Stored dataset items
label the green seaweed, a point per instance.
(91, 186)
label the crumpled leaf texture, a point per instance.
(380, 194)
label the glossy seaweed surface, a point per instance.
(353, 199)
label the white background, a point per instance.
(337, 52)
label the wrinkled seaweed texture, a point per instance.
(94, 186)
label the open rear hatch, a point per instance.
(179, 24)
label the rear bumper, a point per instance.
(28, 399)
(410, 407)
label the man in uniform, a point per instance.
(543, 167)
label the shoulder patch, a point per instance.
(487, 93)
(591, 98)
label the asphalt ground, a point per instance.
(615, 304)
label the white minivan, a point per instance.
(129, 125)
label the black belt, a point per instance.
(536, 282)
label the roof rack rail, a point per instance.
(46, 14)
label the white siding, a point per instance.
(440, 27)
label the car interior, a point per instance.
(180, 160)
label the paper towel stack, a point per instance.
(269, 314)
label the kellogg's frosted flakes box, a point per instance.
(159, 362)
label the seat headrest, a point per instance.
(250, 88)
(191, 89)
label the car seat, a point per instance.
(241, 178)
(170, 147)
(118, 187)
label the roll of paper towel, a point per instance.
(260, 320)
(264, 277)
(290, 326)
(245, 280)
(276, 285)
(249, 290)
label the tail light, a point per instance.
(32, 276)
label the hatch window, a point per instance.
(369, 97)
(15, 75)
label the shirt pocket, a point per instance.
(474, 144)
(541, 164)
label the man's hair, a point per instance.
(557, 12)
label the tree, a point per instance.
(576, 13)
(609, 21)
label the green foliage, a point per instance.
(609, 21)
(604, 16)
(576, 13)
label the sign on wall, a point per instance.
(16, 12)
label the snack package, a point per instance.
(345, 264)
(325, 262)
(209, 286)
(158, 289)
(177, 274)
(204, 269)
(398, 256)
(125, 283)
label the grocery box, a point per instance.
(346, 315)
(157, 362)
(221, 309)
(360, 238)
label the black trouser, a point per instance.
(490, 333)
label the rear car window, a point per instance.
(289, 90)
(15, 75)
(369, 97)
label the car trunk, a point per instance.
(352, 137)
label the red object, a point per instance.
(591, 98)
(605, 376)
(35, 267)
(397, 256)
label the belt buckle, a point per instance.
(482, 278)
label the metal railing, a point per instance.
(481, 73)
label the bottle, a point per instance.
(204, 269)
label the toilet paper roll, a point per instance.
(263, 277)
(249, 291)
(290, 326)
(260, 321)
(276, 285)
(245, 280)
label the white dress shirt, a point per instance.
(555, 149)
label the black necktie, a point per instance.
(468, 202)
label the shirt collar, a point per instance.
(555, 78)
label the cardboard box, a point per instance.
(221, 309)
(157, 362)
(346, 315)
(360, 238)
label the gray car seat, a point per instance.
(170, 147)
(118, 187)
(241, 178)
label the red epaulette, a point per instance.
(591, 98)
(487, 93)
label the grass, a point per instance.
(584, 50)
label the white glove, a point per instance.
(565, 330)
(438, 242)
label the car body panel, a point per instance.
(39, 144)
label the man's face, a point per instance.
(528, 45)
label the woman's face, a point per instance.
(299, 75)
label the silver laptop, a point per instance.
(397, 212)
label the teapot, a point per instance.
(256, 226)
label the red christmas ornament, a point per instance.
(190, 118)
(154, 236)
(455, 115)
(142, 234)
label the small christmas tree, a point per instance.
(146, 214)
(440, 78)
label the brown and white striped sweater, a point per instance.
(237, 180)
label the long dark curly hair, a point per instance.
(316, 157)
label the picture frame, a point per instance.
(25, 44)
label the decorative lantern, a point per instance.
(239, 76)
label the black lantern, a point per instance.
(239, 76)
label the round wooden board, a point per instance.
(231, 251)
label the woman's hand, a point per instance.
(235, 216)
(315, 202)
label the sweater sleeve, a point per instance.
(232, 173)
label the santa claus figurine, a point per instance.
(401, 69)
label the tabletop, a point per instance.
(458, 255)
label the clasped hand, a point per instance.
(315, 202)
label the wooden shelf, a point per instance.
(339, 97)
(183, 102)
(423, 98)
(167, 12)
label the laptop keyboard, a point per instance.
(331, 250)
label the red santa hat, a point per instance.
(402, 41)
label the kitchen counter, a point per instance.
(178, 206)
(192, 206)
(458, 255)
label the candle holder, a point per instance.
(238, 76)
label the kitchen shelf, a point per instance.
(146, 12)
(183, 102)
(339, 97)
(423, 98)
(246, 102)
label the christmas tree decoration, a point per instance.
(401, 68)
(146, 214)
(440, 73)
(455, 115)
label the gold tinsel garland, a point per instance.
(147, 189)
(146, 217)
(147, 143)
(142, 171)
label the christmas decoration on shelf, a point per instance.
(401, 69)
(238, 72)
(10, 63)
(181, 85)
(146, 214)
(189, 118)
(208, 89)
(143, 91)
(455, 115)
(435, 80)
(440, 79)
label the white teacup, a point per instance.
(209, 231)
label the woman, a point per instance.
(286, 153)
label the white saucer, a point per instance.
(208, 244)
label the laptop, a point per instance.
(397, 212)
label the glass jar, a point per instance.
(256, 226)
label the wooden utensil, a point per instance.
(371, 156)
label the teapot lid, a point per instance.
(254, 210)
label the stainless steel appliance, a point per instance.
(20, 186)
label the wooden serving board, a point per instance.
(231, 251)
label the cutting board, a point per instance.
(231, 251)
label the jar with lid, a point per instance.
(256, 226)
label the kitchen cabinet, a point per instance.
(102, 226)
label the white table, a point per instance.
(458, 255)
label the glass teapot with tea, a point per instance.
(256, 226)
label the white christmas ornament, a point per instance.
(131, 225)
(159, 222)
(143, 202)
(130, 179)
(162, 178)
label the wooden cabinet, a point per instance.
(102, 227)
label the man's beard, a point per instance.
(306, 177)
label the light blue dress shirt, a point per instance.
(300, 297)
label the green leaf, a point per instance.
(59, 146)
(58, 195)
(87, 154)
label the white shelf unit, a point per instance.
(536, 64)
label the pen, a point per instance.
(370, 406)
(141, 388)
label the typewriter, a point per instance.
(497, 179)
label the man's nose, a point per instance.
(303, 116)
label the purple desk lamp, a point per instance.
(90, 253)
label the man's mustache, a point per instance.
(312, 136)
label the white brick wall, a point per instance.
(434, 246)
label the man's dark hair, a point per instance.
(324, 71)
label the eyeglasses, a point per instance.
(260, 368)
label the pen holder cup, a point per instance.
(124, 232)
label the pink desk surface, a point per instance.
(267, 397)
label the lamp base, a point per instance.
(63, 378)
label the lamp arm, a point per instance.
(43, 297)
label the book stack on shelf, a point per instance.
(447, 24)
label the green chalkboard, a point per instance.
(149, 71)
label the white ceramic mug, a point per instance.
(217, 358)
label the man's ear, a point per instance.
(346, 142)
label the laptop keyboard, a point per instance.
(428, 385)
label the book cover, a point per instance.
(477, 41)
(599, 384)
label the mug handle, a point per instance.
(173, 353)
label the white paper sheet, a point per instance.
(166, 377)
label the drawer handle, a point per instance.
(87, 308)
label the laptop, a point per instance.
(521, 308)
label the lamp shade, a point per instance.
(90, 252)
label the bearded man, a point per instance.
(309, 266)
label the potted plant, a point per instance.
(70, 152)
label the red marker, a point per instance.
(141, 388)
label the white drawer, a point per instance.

[Exercise brief]: The records need to be copied exactly, with no line left out.

[Completed task]:
label the green seaweed, a point per instance.
(91, 186)
label the crumpled leaf texture, a point per instance.
(380, 194)
label the glossy seaweed surface, a point per instance.
(353, 199)
label the white background, a point per instance.
(337, 52)
label the wrinkled seaweed texture, a point per instance.
(94, 186)
label the open rear hatch, a point per instance.
(179, 24)
label the rear bumper, a point per instance.
(28, 399)
(410, 407)
label the man in uniform, a point per instance.
(543, 167)
label the shoulder patch, a point per instance.
(487, 93)
(591, 98)
label the asphalt ground, a point per instance.
(615, 304)
label the white minivan, a point per instance.
(129, 125)
label the black belt, a point per instance.
(536, 282)
label the roof rack rail, a point per instance.
(46, 14)
label the white siding, a point per instance.
(440, 27)
label the car interior, a point per instance.
(180, 160)
label the paper towel stack, a point per instance.
(269, 314)
label the kellogg's frosted flakes box, a point per instance.
(159, 362)
label the seat headrest, a point per instance.
(250, 88)
(191, 89)
label the car seat, a point per instance.
(241, 178)
(170, 147)
(118, 187)
label the roll of paper towel, a point per instance.
(260, 320)
(264, 277)
(290, 326)
(245, 280)
(276, 285)
(249, 290)
label the tail light, a point per instance.
(32, 276)
label the hatch window, a point per instance.
(369, 97)
(15, 75)
label the shirt pocket, a point per instance.
(474, 144)
(541, 164)
label the man's hair, a point per instance.
(557, 12)
label the tree, a point per instance.
(576, 13)
(609, 21)
label the green foliage, a point per instance.
(609, 21)
(604, 16)
(576, 13)
label the sign on wall, a point per instance.
(16, 12)
label the snack package, a point per instance.
(345, 264)
(325, 262)
(209, 286)
(158, 289)
(177, 274)
(204, 269)
(398, 256)
(125, 283)
label the grocery box, a point per instance.
(346, 315)
(157, 362)
(221, 309)
(360, 238)
label the black trouser, a point per instance.
(490, 333)
label the rear car window, a point per instance.
(289, 90)
(15, 75)
(369, 97)
label the car trunk, a point per instance.
(352, 137)
label the red object, a point per instance.
(591, 98)
(605, 376)
(35, 267)
(397, 256)
label the belt buckle, a point per instance.
(482, 278)
label the metal railing, a point per instance.
(481, 73)
label the bottle, a point per instance.
(204, 269)
label the toilet paper roll, a point per instance.
(263, 277)
(249, 291)
(290, 326)
(260, 321)
(276, 285)
(245, 280)
label the white dress shirt, a point per instance.
(555, 149)
label the black necktie, a point per instance.
(468, 202)
label the shirt collar, a point per instance.
(555, 78)
label the cardboard box, a point per instance.
(221, 309)
(157, 362)
(346, 315)
(360, 238)
label the gray car seat, a point per instance.
(170, 147)
(118, 187)
(241, 178)
label the red epaulette, a point per instance.
(591, 98)
(487, 93)
label the grass, a point per instance.
(584, 50)
label the white glove, a point per instance.
(565, 330)
(438, 242)
label the car body panel, a point per instance.
(39, 144)
label the man's face, a point per instance.
(528, 45)
label the woman's face, a point per instance.
(299, 75)
label the silver laptop, a point per instance.
(397, 212)
label the teapot, a point per instance.
(256, 226)
label the red christmas ornament, a point per instance.
(190, 118)
(154, 236)
(455, 115)
(142, 234)
label the small christmas tree, a point per instance.
(146, 214)
(440, 78)
label the brown and white striped sweater, a point per instance.
(237, 180)
label the long dark curly hair, a point per instance.
(316, 157)
label the picture frame, a point per instance.
(25, 44)
label the decorative lantern, a point per instance.
(239, 76)
label the black lantern, a point per instance.
(239, 76)
label the round wooden board, a point per instance.
(231, 251)
label the woman's hand, a point per instance.
(235, 216)
(315, 202)
label the sweater sleeve, a point per instance.
(232, 173)
label the santa claus figurine, a point per instance.
(401, 69)
label the tabletop, a point per instance.
(458, 255)
label the clasped hand, a point per instance.
(315, 202)
label the wooden shelf, a point per instance.
(339, 97)
(183, 102)
(423, 98)
(167, 12)
label the laptop keyboard, a point per instance.
(331, 250)
label the red santa hat, a point per instance.
(402, 41)
label the kitchen counter, a point per instance.
(178, 206)
(192, 206)
(458, 255)
label the candle holder, a point per instance.
(238, 76)
label the kitchen shelf, a point per instance.
(146, 12)
(183, 102)
(339, 97)
(423, 98)
(246, 102)
label the christmas tree decoration, a point per instance.
(401, 68)
(146, 214)
(440, 73)
(455, 115)
label the gold tinsel garland, a point per instance.
(147, 189)
(146, 217)
(147, 143)
(142, 171)
label the christmas decoration on shelf, a point per instance.
(401, 69)
(238, 72)
(10, 63)
(181, 85)
(146, 214)
(189, 118)
(208, 89)
(143, 91)
(455, 115)
(435, 80)
(440, 79)
label the white teacup, a point per instance.
(209, 231)
label the woman, a point per instance.
(286, 153)
label the white saucer, a point per instance.
(208, 244)
label the laptop, a point per instance.
(397, 212)
label the glass jar, a point per instance.
(256, 226)
label the wooden utensil, a point per instance.
(371, 156)
label the teapot lid, a point per instance.
(254, 210)
label the stainless steel appliance, a point per instance.
(20, 186)
label the wooden serving board, a point per instance.
(231, 251)
label the cutting board, a point per instance.
(231, 251)
label the jar with lid, a point per instance.
(256, 226)
label the kitchen cabinet, a point per instance.
(102, 226)
label the white table, a point per instance.
(458, 255)
label the glass teapot with tea, a point per instance.
(256, 226)
label the white christmas ornament, a point per instance.
(131, 225)
(159, 222)
(143, 202)
(130, 179)
(162, 178)
label the wooden cabinet, a point per instance.
(102, 227)
label the man's beard, a point per instance.
(306, 177)
label the light blue dress shirt, a point per instance.
(300, 297)
label the green leaf, a point per instance.
(59, 146)
(58, 195)
(87, 154)
label the white shelf unit, a point per instance.
(536, 64)
label the pen, a point per instance.
(370, 406)
(141, 388)
label the typewriter, a point per instance.
(497, 179)
label the man's nose, a point per instance.
(303, 116)
label the purple desk lamp, a point per instance.
(90, 253)
label the man's mustache, a point per instance.
(312, 136)
label the white brick wall, a point per instance.
(434, 246)
label the man's dark hair, a point per instance.
(324, 71)
label the eyeglasses, a point per instance.
(260, 368)
label the pen holder cup, a point per instance.
(124, 232)
label the pink desk surface, a point per instance.
(267, 397)
label the lamp base, a point per instance.
(63, 378)
label the lamp arm, a point per instance.
(43, 297)
label the book stack on shelf, a point per instance.
(447, 24)
label the green chalkboard, a point per instance.
(149, 71)
label the white ceramic mug, a point per instance.
(217, 358)
label the man's ear, a point per instance.
(346, 142)
label the laptop keyboard, a point per instance.
(428, 385)
label the book cover, a point per instance.
(477, 41)
(599, 384)
label the mug handle, a point per instance.
(173, 353)
label the white paper sheet, a point per instance.
(166, 377)
label the drawer handle, a point per instance.
(87, 308)
label the laptop, a point per instance.
(521, 308)
label the lamp shade, a point per instance.
(90, 252)
label the bearded man, a point per instance.
(309, 266)
label the potted plant, a point per instance.
(70, 152)
label the red marker, a point per instance.
(141, 388)
label the white drawer, a point per instance.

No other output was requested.